# start of SOURCE PASSAGE

“Yosef said to his brothers: I am Yosef! Is my Father still alive? But his brothers could not answer him, for they were greatly alarmed at his presence.” In addition to the incredible drama of the passage, in which Yosef reveals himself to his astonished brothers, we find the concept of rebuke.

The Gemara teaches that when Rabbi Eliezer reached this verse, he would cry, saying: “If such is the effect of human rebuke, how much more so concerning the rebuke of Hashem” (Chagigah 4b). Yosef rebuked his brothers: “Is my Father still alive?” After all the agony you put him through, does he still live? The brothers could not answer him back. They were alarmed by Yosef’s very presence, and also, we may assume, disgraced by their terrible deed.

The mitzvah of rebuking—tochecha—is among the hardest mitzvos to perform properly. On the one hand, it is a full Torah obligation, as the Torah states: “You shall surely rebuke your friend” (Vayikra 19:17). On the other hand, giving rebuke, reproaching somebody for his misdeeds, is not something that comes to us easily.

We often feel that it is inappropriate for us to rebuke others. As Rabbi Tarfon stated, “I wonder if there is anyone in this generation who is fit to offer rebuke; if a person says: Remove the splinter from between your eyes, the other will answer him: First remove the beam from between your own eyes” (Erchin 16b).  If this was true of the generation of tana’im, it is certainly true in our generation.

Yet, despite the difficulty involved, the mitzvah of tochecha continues to apply today. In the present article we will discuss the parameters and details of this mitzvah.

The Stringency of Rebuke

The stringency of failing to rebuke others goes beyond the obligation to give rebuke (where appropriate). If we fail to rebuke others, we bear a degree of responsibility for the misdeed they commit.

This is noted by the Rambam. The Rambam cites the obligation to rebuke where required (which is ruled by the Gemara in Erchin 16b), stating: “One who sees his friend transgressing, or going in ways that are not good, must bring him back to goodness, and inform him that he is transgressing with his evil deeds” (De’os 6:7; see also Sefer Ha-Mitzvos 205). He adds, “Whoever is able to rebuke, yet fails to do so, is ensnared by the same sin, because he was able to prevent it.”

# end of SOURCE PASSAGE
# start of MATERIAL TO PROCESS

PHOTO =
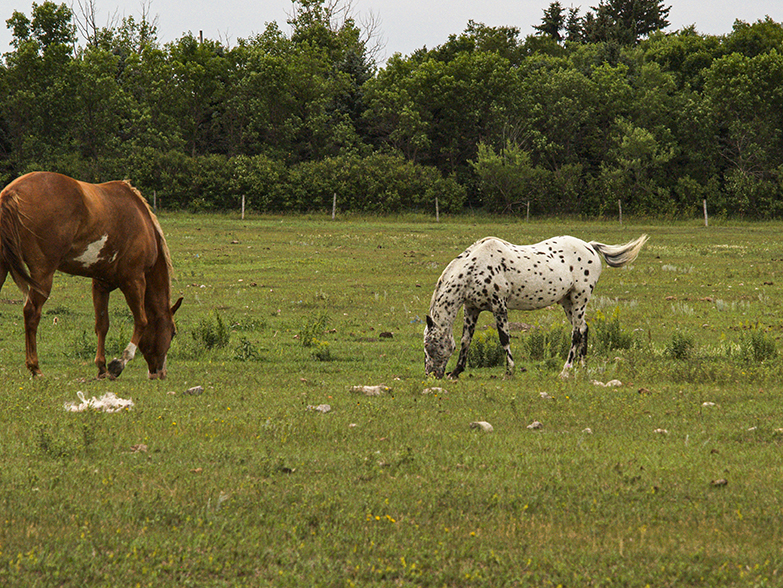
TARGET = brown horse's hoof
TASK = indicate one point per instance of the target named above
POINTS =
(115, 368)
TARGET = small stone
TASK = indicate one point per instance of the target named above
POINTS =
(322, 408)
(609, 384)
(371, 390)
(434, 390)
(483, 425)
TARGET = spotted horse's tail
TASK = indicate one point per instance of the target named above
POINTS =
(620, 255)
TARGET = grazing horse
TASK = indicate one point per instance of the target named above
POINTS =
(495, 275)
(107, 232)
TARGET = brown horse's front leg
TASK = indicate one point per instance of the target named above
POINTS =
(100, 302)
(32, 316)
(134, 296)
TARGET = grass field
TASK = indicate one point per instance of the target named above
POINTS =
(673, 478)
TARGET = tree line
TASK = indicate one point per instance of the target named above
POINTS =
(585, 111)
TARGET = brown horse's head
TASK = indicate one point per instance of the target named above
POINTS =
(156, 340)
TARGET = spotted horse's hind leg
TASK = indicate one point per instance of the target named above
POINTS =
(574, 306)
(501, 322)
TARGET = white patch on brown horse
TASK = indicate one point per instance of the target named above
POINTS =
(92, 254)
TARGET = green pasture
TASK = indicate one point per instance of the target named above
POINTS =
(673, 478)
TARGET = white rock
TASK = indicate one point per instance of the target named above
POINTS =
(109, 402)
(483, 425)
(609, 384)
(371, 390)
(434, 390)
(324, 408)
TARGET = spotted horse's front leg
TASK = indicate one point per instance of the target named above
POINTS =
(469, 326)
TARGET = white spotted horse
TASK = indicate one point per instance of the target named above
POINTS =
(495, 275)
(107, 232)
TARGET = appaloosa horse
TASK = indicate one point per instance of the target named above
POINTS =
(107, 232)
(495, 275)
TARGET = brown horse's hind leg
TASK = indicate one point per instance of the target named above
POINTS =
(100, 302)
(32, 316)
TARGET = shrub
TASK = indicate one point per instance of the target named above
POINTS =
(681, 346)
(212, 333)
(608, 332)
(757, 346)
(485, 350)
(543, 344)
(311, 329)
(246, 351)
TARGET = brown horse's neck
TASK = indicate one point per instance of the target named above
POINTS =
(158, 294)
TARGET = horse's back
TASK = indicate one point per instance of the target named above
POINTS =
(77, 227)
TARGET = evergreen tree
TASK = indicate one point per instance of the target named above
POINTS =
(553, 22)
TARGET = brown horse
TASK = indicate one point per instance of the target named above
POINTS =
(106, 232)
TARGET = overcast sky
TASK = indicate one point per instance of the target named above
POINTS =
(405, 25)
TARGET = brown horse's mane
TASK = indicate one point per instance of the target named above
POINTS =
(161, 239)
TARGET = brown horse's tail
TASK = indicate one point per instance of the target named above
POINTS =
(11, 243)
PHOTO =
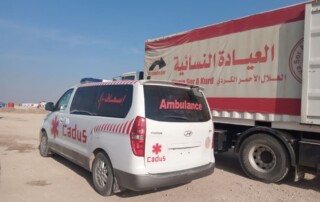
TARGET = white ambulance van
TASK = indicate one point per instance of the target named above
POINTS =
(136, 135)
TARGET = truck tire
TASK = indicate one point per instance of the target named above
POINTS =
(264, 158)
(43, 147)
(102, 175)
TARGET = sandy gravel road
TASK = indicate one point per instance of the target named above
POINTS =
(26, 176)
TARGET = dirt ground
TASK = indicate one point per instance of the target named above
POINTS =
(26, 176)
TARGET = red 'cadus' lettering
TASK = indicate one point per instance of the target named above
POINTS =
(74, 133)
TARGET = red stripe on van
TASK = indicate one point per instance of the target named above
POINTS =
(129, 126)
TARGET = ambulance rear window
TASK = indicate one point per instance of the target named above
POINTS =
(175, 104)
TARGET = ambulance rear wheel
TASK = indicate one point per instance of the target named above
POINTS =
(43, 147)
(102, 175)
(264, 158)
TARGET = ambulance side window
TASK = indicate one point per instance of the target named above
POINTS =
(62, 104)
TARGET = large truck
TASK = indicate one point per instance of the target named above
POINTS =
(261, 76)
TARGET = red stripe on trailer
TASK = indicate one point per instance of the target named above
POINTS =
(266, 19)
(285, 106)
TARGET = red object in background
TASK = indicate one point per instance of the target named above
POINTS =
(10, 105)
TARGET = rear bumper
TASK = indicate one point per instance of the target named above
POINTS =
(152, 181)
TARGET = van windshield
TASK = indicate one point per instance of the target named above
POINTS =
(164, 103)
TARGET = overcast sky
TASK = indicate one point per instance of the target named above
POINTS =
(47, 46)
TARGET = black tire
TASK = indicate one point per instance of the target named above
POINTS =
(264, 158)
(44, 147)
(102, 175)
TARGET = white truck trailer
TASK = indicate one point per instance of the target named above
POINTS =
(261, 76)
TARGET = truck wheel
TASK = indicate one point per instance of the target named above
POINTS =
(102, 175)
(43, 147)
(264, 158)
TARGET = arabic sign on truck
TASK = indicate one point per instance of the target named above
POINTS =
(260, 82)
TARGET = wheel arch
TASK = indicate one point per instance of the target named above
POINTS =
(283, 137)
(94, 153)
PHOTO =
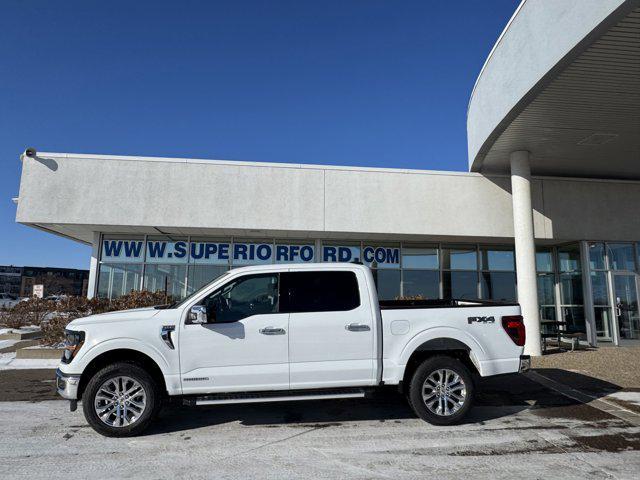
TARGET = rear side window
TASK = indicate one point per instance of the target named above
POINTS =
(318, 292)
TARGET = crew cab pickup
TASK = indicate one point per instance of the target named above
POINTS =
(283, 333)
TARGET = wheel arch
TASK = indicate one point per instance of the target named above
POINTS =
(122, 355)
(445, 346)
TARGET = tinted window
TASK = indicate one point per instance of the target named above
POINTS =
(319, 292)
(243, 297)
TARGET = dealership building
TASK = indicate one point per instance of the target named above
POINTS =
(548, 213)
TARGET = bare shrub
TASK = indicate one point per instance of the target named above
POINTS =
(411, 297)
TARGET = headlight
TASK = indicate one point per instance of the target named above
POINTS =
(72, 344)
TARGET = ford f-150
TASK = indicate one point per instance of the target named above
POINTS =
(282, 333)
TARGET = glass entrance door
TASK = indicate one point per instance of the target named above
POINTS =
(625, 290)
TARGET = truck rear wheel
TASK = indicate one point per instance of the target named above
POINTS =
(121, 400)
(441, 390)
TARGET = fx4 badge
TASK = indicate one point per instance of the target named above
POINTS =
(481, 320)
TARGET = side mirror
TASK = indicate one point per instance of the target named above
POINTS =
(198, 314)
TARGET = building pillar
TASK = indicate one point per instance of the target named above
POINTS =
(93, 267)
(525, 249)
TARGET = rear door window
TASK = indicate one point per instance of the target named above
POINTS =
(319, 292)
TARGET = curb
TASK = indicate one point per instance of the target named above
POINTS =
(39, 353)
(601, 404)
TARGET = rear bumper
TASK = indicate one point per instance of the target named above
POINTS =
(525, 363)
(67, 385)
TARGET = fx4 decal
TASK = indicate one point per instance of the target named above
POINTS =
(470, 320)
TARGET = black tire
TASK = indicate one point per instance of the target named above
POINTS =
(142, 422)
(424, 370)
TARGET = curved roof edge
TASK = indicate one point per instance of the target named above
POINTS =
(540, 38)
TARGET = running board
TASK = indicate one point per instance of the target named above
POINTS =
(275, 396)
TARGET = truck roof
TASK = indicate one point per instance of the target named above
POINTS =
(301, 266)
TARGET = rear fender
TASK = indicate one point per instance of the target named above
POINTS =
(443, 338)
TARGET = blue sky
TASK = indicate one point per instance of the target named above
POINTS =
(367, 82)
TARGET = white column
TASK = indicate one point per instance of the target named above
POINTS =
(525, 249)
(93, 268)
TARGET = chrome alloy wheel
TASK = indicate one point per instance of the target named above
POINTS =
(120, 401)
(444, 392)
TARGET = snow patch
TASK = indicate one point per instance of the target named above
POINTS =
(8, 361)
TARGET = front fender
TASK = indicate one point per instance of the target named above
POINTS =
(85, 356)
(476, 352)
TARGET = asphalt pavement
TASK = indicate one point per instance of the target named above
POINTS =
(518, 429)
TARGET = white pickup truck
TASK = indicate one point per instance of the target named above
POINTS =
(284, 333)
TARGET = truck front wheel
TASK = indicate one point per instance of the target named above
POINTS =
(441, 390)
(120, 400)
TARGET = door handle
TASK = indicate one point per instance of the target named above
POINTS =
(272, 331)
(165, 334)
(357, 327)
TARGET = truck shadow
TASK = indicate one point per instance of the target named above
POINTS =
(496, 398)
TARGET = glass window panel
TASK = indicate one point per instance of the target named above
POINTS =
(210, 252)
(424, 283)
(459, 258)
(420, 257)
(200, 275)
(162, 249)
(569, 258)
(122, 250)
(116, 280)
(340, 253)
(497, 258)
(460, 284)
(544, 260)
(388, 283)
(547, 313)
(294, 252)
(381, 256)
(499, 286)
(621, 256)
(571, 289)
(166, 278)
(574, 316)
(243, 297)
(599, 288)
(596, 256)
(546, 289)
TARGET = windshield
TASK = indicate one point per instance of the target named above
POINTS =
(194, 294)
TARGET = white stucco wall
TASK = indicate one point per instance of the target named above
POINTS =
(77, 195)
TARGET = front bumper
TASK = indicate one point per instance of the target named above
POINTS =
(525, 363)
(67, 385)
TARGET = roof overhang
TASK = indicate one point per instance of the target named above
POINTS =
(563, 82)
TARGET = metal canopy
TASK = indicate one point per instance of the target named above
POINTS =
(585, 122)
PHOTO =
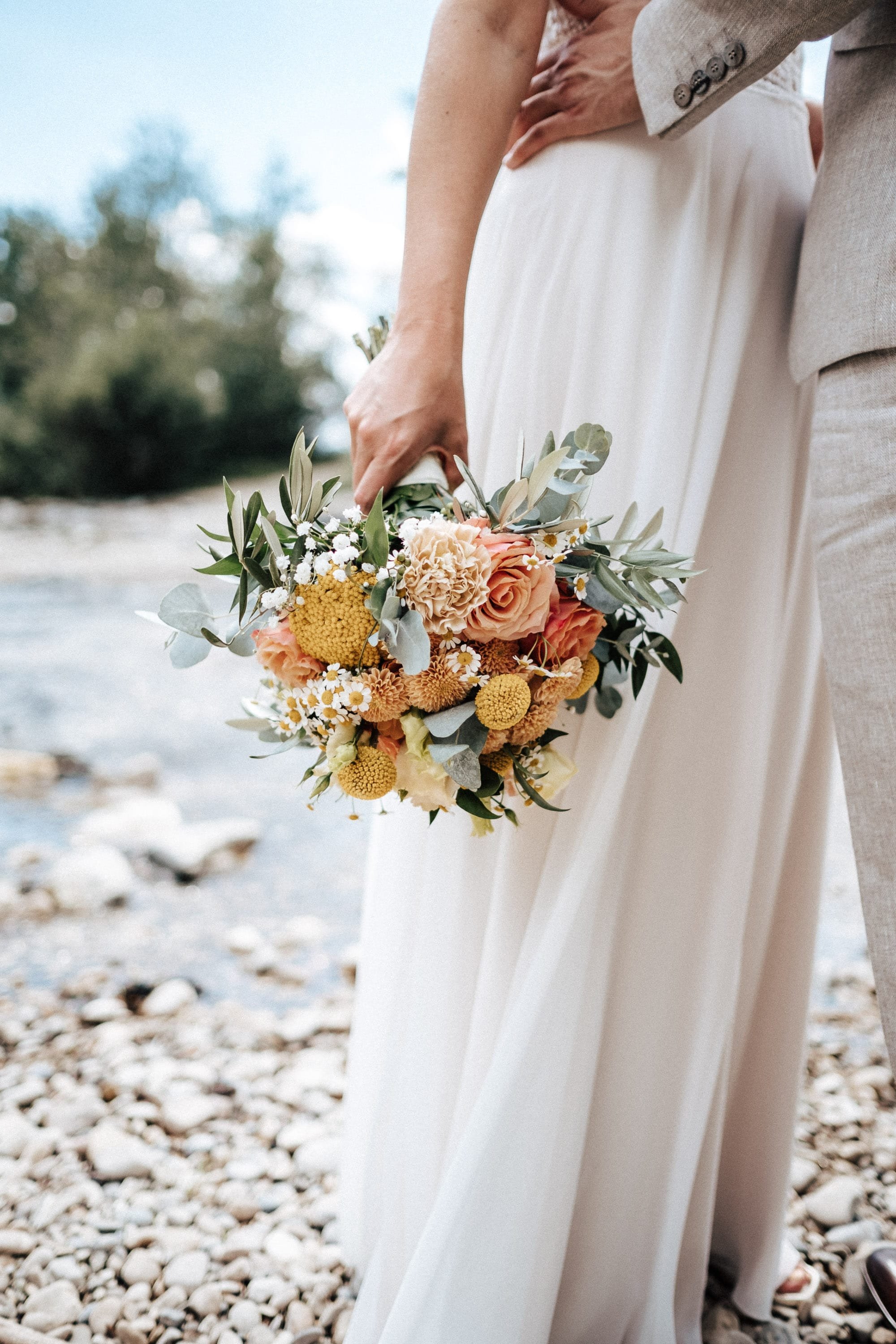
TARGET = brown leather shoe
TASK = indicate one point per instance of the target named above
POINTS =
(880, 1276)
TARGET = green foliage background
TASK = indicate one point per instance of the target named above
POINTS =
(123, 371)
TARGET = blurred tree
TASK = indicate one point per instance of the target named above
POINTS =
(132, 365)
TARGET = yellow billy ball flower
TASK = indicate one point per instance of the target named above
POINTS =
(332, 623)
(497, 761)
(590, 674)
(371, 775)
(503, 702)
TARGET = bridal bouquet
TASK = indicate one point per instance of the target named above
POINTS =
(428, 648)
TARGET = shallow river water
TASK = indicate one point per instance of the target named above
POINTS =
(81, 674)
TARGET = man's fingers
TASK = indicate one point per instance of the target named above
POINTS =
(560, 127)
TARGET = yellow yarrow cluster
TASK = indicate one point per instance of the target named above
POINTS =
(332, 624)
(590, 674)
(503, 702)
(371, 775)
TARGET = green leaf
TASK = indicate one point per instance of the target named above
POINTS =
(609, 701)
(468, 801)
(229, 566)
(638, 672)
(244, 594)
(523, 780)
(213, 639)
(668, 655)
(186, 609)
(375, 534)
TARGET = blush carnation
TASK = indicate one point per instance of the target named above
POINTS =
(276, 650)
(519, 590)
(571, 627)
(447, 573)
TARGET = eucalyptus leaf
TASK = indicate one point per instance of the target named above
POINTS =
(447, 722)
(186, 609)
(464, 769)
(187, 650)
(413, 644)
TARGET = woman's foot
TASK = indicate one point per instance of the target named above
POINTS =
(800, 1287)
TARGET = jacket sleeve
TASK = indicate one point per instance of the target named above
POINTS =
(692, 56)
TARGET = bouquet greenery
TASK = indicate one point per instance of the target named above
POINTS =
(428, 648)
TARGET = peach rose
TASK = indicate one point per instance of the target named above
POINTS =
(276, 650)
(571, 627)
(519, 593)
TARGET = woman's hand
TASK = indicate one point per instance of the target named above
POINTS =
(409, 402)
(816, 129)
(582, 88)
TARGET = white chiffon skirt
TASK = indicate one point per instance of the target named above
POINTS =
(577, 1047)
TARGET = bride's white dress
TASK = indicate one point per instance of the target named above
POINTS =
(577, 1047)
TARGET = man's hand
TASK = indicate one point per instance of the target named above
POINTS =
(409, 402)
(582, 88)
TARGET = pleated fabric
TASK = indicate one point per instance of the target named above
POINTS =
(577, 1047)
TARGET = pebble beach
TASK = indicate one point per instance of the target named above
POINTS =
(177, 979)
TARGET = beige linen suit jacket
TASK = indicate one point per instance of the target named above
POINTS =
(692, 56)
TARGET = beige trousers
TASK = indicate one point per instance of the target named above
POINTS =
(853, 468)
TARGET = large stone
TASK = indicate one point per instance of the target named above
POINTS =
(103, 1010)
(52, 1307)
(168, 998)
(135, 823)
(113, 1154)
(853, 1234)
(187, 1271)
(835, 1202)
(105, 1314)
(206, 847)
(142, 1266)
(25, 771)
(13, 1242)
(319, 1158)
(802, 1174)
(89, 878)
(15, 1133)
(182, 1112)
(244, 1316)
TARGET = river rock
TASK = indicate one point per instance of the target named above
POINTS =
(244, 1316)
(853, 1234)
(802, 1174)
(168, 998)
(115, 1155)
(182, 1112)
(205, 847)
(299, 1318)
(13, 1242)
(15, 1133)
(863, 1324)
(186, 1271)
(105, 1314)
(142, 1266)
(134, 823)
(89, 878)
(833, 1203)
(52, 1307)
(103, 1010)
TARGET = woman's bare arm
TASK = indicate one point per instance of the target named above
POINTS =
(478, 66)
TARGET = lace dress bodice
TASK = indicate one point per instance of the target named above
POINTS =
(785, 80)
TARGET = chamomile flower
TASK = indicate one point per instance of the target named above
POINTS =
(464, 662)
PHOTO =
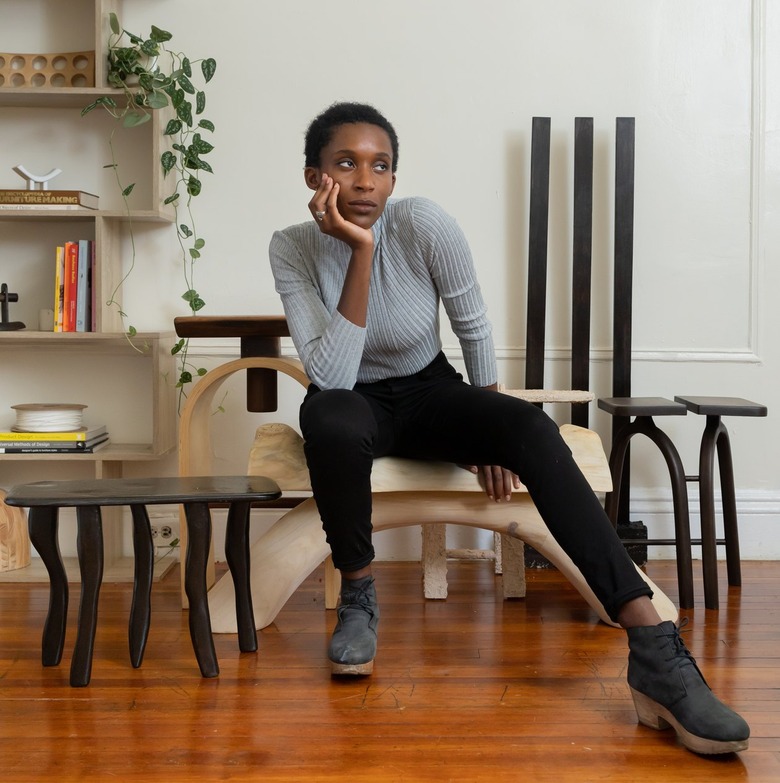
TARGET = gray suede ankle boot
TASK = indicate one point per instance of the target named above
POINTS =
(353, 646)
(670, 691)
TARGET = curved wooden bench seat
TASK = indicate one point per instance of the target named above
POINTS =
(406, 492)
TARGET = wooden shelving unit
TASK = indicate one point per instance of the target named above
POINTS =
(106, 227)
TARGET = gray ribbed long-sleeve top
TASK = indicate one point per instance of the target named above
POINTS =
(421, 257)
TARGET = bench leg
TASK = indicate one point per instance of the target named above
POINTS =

# end of MATERIAL TO PROCESS

▶ **STATED GOAL A**
List each distinct source reference cited in the article on rebuke, giving each one once.
▶ **STATED GOAL B**
Lay out part of the records as a two-column CSV with the columns request and answer. Begin at the line of the records that contains "TARGET = roof overhang" and stop after the line that contains "(880, 1276)", with one row per request, each field quoted, line breaks turned into spaces, and the pictures left out.

▶ **FINAL RESULT A**
Chagigah 4b
Vayikra 19:17
Erchin 16b
De'os 6:7
Sefer Ha-Mitzvos 205

▶ **FINAL RESULT B**
request,answer
"TARGET = roof overhang TASK = indicate one point per instance of the target named above POINTS =","(563, 82)"
"TARGET = metal canopy TASK = indicate one point per instance of the target named above POINTS =","(585, 122)"
"PHOTO = TARGET = brown leather shoe TASK = indicate one point per instance of the target named above POINTS =","(880, 1276)"